Copy out the material below verbatim, starting at its first line and ending at the line containing "[287, 183, 400, 266]", both included. Omit the pictures from your copy.

── DATA PROVIDED

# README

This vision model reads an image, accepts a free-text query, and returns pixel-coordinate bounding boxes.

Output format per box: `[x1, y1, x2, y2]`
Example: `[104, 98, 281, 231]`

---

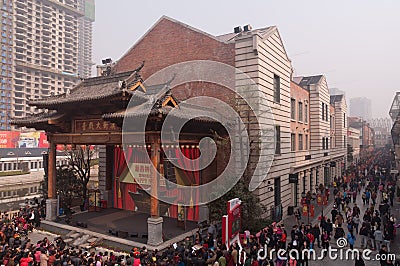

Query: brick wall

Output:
[115, 17, 235, 79]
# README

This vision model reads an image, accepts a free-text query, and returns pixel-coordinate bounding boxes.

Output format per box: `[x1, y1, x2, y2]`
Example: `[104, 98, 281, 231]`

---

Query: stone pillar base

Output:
[147, 217, 163, 247]
[46, 199, 58, 221]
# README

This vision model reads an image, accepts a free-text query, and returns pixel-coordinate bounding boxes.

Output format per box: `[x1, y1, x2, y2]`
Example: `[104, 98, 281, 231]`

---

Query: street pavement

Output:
[287, 183, 400, 266]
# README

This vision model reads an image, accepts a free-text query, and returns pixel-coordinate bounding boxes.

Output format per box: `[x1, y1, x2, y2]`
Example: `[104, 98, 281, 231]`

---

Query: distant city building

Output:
[348, 116, 375, 149]
[350, 97, 372, 121]
[347, 127, 361, 163]
[0, 0, 95, 130]
[369, 118, 393, 147]
[329, 88, 346, 97]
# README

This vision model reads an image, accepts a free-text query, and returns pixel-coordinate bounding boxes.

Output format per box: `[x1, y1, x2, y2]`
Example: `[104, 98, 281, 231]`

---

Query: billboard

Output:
[18, 132, 40, 148]
[85, 0, 95, 21]
[0, 131, 20, 148]
[0, 131, 49, 148]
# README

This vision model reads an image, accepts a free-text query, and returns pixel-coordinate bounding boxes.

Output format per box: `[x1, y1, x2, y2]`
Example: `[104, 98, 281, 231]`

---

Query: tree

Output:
[66, 146, 95, 204]
[347, 144, 354, 163]
[209, 179, 270, 233]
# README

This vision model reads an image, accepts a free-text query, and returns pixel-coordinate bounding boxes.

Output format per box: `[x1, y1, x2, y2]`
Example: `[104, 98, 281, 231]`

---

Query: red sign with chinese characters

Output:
[75, 119, 121, 133]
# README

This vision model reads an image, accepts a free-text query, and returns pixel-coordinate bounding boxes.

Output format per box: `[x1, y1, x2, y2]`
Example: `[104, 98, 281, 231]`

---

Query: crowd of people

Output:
[0, 151, 400, 266]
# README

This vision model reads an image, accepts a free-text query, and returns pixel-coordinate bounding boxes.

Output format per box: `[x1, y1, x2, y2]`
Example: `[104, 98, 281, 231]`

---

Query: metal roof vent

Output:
[243, 24, 253, 31]
[233, 26, 242, 33]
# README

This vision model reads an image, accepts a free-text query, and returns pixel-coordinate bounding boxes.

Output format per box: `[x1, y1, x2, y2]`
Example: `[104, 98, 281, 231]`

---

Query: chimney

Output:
[243, 24, 252, 31]
[233, 26, 242, 33]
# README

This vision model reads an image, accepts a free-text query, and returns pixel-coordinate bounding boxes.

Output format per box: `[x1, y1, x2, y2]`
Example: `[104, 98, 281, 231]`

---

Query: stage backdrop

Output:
[114, 145, 200, 221]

────

**CORRECT RESULT**
# README

This vision model reads an image, accepts a free-text query, and returns pixel-coordinate bounding boxes.

Output format per box: `[x1, y1, x2, y2]`
Example: `[104, 98, 281, 231]`

---


Query: brick wall

Output:
[115, 17, 235, 79]
# README

This vision model reads an image, accepts a free-text query, and returns pixel-coordinate bounding boxes.

Output format per box: `[x1, y1, x2, y2]`
Example: `[104, 98, 281, 231]`

---

Query: stone pillar base

Output:
[147, 217, 163, 247]
[46, 199, 58, 221]
# README

This vision model reads an image, accepts a free-text query, and returns pixel-coordinate bounding boxes.

Output format per box: `[x1, y1, x2, y2]`
Example: `[104, 98, 281, 231]`

---

Query: street pavement

Output:
[287, 183, 400, 266]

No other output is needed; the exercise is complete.